(Entries from a dataset)
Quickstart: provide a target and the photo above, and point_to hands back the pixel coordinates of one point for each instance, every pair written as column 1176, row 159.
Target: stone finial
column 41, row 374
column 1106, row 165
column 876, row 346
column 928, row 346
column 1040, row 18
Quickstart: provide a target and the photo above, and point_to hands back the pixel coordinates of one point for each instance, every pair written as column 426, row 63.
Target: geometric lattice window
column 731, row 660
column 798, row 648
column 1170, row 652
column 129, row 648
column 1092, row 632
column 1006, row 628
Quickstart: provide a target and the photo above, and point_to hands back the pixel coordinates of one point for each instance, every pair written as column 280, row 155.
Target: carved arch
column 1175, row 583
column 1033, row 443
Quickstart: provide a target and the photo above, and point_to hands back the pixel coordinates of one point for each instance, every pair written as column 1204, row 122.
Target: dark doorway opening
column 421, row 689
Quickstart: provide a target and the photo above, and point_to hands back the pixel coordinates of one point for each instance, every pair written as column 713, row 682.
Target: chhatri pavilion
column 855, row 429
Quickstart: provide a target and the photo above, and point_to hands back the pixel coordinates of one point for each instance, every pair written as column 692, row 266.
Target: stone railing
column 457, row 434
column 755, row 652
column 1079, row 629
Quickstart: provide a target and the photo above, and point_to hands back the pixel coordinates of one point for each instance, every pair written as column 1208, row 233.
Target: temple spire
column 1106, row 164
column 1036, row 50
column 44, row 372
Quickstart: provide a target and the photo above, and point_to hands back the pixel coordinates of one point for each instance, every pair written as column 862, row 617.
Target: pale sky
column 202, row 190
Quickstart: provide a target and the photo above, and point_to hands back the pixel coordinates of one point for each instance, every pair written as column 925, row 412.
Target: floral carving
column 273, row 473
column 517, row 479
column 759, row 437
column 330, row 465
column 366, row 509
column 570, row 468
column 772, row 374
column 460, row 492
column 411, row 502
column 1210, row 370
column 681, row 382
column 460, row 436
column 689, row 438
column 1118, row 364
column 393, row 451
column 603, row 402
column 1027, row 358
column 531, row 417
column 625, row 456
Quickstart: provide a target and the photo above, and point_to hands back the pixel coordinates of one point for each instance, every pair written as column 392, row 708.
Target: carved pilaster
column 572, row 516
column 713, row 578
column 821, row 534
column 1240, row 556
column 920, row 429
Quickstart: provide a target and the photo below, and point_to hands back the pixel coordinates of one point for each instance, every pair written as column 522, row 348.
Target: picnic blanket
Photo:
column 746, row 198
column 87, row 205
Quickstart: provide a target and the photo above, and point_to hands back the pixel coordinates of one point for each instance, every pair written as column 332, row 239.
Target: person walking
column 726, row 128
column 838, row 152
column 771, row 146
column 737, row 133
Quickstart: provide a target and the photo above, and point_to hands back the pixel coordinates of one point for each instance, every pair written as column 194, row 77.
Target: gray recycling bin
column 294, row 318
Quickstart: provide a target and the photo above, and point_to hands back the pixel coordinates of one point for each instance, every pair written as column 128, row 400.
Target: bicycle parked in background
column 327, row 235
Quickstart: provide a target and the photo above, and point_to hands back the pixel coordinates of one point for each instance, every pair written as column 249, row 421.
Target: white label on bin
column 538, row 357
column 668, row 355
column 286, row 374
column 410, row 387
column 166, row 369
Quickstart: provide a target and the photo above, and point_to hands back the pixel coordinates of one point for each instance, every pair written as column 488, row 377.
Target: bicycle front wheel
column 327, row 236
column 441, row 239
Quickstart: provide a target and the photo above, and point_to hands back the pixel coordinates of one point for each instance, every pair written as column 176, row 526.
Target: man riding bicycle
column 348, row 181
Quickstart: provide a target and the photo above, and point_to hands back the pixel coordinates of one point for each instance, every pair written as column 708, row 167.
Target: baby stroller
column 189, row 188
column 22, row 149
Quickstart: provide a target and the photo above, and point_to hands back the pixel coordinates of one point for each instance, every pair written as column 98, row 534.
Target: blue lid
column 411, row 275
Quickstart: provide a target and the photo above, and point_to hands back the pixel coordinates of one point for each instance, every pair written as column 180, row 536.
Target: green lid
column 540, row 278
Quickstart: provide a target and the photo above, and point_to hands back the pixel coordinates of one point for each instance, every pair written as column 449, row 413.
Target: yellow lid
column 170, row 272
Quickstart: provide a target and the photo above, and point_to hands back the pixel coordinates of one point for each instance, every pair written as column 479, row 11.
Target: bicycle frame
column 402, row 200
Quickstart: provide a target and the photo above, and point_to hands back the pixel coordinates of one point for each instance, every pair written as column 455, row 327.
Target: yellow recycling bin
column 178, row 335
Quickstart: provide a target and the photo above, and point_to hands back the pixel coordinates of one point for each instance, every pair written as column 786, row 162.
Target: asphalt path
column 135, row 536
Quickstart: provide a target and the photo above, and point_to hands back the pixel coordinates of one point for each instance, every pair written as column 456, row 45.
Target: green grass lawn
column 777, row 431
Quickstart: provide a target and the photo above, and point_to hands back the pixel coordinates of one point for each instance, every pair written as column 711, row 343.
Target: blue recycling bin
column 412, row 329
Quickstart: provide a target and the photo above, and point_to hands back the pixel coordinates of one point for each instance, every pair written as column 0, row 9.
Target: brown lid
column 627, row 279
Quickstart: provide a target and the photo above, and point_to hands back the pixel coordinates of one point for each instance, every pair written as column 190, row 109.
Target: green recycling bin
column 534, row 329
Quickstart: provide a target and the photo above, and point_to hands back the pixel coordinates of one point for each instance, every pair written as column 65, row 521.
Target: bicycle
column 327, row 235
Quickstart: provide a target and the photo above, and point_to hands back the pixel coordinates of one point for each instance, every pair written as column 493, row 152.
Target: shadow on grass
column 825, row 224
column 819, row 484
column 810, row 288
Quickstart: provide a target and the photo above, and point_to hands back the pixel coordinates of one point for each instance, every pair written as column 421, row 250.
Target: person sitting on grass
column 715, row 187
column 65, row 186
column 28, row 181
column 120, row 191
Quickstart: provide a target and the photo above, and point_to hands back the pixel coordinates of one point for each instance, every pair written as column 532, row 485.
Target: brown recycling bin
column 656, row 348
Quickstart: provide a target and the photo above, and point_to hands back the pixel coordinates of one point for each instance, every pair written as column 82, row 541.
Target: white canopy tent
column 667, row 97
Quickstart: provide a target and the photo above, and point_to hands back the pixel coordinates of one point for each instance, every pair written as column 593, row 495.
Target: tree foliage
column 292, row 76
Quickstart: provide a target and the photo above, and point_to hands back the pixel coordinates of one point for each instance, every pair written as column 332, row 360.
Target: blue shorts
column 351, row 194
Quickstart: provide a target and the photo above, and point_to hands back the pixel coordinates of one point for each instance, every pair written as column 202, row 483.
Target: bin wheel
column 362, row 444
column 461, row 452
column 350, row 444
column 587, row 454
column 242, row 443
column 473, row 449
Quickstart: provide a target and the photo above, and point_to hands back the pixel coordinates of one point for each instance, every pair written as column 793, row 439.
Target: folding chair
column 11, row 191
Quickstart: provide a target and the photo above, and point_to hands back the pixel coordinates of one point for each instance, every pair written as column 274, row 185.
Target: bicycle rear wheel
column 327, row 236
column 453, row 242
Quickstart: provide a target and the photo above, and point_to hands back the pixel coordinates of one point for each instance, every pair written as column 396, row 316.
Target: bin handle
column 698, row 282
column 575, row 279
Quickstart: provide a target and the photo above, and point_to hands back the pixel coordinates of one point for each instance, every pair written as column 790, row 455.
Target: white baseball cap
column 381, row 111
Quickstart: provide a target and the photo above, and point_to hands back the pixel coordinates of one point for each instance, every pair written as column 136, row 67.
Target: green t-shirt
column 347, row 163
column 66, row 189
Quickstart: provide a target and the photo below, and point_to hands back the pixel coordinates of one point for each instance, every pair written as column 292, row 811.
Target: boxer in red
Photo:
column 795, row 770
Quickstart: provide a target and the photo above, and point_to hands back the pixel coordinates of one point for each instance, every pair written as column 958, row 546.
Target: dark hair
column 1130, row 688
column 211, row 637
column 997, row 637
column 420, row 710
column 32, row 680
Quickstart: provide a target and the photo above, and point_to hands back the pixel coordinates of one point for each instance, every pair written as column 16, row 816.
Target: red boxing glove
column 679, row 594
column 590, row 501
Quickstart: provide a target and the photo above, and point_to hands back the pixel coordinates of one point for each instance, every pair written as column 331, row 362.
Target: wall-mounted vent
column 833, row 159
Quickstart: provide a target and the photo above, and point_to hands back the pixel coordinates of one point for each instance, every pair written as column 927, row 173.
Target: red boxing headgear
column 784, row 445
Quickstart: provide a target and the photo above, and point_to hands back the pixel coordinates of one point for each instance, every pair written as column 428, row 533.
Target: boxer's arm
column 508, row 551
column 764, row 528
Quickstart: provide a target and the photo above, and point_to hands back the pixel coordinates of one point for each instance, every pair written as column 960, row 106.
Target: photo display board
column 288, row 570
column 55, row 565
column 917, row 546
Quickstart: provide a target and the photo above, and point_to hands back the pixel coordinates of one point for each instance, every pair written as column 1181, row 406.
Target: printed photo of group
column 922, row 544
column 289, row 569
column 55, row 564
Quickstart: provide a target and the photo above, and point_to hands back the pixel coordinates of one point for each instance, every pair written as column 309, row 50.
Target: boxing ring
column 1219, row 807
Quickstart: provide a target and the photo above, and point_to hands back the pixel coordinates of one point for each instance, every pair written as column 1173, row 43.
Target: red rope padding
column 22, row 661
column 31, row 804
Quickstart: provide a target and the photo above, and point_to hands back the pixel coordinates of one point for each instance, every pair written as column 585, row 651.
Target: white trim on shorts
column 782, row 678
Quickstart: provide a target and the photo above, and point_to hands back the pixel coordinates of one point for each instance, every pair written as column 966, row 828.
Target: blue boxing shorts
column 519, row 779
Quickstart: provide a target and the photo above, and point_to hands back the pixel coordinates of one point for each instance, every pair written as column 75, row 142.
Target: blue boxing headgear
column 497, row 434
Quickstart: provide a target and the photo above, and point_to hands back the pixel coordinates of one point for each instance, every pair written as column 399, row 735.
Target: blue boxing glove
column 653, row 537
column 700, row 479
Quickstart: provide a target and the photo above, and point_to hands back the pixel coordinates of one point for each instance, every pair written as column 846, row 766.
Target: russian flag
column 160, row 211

### What the task requires
Rewrite the data from the line containing "1181, row 406." to the line containing "column 55, row 564", swapping "instance" for "occurrence" and leaving everything else unchanged.

### Answer to the task
Quickstart: provide a target and the photo above, and point_to hands back the pixel coordinates of one point for each occurrence, every pair written as column 1181, row 406.
Target: printed photo of group
column 922, row 544
column 289, row 569
column 55, row 564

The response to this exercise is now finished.